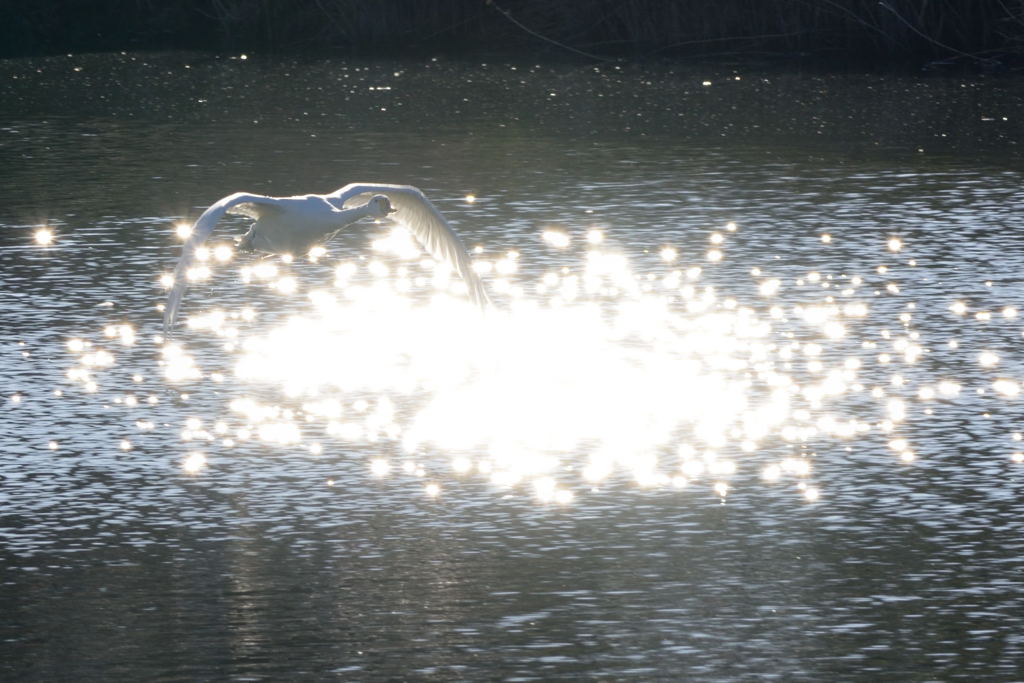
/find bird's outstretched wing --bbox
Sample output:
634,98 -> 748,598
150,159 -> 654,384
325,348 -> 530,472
○ ○ ○ ○ ○
### [EXERCISE DIRECTIONS]
Print the listing exactly. No pictures belong in the copy.

### [RESPONSE TO THIS EXERCISE]
/find bird's outstretched wing --bbox
Sample output:
634,98 -> 748,598
150,159 -> 654,384
325,348 -> 530,472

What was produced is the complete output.